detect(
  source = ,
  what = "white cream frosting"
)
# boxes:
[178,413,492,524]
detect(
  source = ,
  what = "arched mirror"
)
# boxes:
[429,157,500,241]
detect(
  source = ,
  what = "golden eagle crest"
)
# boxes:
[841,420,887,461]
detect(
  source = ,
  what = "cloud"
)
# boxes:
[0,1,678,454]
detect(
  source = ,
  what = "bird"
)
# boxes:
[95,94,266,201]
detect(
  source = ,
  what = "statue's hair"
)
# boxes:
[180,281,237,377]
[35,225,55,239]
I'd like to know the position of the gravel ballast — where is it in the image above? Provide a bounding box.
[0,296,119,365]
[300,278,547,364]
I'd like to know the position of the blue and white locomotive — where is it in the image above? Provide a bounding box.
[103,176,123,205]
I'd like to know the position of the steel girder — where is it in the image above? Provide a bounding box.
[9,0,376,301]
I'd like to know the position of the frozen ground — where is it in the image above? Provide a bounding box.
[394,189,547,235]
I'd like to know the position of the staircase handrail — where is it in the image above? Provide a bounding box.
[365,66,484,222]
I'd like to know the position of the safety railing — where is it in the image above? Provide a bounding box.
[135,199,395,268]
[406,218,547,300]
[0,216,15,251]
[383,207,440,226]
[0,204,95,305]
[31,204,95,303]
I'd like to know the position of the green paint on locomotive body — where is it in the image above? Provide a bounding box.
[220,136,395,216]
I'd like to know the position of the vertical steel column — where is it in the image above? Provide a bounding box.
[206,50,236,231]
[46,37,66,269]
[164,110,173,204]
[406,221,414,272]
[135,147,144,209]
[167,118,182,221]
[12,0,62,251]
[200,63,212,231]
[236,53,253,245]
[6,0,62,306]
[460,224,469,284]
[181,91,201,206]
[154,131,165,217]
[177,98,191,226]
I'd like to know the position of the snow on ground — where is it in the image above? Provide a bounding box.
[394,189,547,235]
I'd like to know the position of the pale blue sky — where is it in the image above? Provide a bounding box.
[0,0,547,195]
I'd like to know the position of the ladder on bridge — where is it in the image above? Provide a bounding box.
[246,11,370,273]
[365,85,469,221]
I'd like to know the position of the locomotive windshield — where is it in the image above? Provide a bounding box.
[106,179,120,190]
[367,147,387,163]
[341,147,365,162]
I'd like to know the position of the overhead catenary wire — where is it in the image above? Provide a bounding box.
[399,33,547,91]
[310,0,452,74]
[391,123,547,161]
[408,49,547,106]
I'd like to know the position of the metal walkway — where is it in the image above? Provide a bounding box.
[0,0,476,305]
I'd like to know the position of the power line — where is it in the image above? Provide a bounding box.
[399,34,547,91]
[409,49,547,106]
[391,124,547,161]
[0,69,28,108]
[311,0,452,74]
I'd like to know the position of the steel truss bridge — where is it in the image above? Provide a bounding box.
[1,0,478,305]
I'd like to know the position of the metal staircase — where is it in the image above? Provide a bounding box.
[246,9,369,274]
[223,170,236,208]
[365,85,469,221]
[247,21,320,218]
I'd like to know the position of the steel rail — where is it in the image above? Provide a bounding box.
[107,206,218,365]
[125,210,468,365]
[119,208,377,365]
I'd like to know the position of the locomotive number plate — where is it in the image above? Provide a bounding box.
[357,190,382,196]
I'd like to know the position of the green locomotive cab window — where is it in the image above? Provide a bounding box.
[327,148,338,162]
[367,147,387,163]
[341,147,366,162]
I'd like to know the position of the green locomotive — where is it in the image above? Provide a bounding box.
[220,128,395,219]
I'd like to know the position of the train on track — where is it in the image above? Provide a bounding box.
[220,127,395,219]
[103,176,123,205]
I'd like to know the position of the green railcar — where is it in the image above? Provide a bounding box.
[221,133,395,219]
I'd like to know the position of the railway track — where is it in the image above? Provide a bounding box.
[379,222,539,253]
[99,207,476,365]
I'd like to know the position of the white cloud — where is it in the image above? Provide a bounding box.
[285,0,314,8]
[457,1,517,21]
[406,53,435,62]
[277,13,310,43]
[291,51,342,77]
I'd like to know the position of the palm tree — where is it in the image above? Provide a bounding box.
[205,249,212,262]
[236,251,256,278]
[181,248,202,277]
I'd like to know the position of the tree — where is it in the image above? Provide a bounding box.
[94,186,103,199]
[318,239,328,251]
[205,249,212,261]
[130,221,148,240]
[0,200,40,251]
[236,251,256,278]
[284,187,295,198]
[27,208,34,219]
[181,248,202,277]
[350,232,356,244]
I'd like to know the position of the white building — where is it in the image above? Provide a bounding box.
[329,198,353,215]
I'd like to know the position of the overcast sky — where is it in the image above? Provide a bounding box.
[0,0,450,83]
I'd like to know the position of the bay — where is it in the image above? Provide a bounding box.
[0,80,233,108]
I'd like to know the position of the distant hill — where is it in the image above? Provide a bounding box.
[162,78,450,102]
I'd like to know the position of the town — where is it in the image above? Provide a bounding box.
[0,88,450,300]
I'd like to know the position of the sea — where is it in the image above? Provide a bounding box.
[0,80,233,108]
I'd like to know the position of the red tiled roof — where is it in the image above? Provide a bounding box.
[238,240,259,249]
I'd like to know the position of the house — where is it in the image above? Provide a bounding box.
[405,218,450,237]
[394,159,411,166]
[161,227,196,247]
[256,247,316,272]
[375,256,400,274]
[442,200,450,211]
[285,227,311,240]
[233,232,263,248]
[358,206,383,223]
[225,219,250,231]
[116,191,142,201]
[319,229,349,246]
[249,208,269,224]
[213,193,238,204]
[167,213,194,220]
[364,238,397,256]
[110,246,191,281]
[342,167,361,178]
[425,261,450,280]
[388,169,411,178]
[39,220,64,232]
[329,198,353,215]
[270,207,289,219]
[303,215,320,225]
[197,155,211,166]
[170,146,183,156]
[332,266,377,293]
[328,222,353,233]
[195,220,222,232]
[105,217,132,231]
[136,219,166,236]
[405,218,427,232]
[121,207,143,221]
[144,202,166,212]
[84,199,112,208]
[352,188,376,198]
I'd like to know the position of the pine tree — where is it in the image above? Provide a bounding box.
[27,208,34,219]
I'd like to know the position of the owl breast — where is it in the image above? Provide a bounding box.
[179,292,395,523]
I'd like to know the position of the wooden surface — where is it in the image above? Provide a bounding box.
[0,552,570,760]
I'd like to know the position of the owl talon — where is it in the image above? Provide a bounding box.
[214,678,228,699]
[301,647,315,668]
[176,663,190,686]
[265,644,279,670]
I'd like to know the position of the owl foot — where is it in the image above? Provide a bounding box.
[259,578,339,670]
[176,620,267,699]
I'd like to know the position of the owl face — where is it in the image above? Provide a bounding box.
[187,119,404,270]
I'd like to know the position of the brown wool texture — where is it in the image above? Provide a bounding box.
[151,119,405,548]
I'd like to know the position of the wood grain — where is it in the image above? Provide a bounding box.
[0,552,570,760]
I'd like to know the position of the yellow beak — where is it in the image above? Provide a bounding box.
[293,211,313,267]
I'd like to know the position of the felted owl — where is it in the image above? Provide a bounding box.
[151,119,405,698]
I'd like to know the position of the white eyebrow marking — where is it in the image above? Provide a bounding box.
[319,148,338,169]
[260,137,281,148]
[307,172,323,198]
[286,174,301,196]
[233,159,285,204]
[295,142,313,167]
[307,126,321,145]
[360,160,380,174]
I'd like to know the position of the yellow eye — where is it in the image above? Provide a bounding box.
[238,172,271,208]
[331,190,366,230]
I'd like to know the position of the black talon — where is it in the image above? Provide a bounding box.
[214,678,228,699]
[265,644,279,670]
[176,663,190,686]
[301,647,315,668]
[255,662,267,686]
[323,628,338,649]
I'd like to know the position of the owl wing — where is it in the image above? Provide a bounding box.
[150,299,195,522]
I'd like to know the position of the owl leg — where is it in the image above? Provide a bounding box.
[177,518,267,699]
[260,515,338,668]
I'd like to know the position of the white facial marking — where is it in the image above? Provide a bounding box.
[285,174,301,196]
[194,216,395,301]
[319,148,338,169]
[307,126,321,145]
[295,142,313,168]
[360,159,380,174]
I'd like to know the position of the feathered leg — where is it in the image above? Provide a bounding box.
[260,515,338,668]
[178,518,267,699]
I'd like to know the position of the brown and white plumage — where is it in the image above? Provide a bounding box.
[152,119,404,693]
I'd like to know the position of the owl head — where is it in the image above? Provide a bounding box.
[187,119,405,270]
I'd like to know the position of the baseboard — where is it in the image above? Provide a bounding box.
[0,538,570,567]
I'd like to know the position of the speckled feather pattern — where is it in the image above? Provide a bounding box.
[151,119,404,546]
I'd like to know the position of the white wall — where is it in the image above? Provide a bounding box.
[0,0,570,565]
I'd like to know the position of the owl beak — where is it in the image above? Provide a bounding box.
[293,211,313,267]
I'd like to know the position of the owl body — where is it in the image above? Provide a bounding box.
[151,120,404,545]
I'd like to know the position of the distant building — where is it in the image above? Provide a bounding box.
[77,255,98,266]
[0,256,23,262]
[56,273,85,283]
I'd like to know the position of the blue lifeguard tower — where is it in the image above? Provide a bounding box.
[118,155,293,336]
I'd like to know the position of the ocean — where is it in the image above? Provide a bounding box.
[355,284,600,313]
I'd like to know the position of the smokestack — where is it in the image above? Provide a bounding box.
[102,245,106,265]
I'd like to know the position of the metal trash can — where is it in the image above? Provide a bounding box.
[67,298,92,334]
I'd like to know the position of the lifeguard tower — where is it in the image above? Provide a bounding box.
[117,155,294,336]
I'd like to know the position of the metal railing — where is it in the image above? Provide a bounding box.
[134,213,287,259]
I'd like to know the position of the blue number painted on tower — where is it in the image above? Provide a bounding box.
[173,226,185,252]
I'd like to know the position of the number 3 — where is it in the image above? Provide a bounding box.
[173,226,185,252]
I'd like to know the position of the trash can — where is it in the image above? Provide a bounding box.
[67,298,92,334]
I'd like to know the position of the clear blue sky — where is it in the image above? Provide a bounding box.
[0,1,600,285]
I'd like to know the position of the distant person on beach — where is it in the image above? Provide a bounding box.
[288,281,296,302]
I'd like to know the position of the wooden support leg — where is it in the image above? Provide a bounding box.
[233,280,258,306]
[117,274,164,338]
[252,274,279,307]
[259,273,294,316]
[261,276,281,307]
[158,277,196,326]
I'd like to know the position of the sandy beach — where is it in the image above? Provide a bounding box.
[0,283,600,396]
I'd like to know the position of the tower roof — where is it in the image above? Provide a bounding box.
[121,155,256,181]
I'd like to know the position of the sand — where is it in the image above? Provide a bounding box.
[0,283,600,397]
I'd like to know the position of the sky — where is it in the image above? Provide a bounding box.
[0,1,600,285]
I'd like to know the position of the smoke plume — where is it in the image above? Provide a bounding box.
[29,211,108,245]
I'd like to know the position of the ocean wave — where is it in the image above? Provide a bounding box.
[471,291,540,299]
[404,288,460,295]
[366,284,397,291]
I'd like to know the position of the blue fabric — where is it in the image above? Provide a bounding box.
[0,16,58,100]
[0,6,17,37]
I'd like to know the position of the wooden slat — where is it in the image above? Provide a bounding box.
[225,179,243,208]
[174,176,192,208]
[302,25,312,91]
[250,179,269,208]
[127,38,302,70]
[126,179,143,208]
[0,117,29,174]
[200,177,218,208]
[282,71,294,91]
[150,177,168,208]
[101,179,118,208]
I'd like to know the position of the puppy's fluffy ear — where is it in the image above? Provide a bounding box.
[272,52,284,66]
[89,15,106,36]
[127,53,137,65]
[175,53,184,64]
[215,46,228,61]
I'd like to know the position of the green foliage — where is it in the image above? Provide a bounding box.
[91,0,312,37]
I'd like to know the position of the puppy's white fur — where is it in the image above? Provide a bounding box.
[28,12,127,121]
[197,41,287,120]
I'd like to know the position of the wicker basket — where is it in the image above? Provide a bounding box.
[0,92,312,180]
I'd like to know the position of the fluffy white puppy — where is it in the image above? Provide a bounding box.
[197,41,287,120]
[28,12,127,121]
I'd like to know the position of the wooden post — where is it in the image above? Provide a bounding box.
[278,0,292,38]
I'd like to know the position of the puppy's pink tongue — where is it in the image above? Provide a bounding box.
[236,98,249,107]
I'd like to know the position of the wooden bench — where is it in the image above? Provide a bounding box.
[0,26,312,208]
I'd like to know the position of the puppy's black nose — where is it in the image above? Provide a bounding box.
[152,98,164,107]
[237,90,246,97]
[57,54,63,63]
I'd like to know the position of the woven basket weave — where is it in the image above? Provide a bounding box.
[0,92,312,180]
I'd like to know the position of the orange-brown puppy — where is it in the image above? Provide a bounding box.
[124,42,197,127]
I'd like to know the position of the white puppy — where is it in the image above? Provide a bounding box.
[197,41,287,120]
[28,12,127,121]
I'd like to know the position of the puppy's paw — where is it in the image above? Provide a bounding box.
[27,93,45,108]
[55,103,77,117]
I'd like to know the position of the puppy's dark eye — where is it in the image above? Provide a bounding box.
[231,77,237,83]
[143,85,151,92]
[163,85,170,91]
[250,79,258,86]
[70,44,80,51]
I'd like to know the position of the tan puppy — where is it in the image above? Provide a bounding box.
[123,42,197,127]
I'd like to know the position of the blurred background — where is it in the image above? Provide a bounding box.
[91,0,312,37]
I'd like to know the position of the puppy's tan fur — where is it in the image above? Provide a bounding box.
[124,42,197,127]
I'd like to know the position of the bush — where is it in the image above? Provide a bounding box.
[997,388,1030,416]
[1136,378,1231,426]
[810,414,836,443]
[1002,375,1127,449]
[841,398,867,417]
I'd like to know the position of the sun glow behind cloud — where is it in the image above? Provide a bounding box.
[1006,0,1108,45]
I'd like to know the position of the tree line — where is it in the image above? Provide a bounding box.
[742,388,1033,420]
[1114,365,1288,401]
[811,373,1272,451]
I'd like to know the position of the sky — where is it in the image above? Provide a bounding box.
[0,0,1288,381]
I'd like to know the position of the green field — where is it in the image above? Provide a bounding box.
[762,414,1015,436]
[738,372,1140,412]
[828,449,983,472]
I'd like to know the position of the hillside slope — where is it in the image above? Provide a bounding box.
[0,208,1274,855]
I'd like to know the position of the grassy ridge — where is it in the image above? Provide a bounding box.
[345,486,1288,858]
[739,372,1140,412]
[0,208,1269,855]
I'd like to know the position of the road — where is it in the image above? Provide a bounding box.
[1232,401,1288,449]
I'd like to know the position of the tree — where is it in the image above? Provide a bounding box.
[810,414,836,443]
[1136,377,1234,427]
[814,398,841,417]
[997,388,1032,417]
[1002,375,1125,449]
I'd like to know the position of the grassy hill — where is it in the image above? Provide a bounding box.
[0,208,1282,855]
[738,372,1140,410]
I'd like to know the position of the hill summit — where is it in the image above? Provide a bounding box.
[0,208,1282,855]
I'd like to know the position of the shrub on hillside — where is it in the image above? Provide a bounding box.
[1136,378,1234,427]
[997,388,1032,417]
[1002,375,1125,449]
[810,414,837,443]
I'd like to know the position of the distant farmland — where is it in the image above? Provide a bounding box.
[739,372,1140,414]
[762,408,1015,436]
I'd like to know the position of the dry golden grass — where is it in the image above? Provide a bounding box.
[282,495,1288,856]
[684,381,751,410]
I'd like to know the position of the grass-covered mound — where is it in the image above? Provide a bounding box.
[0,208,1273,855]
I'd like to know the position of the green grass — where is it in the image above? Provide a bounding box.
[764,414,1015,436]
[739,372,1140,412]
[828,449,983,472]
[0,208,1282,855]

■ ■ ■ ■ ■ ■ ■

● **Directions**: Recast the lines of the listing between the line containing "I'd like to know the position of the owl body" and the line containing "[118,155,293,336]", inclusive, as a Markdown table with the columns Row and Text. Number each line in Row, and omit any blank lines.

● **Response**:
| Row | Text |
|---|---|
| 1 | I'd like to know the position of the owl body — where is it in the image above? Provide a bounding box. |
| 2 | [151,120,404,545] |
| 3 | I'd like to know the position of the distant building — where is it in the image above? Provide a bounding box. |
| 4 | [77,255,98,266] |
| 5 | [0,256,23,262] |
| 6 | [56,273,85,283] |
| 7 | I'd like to know the position of the blue lifeguard tower — where is it in the image above? Provide a bounding box. |
| 8 | [118,155,293,336] |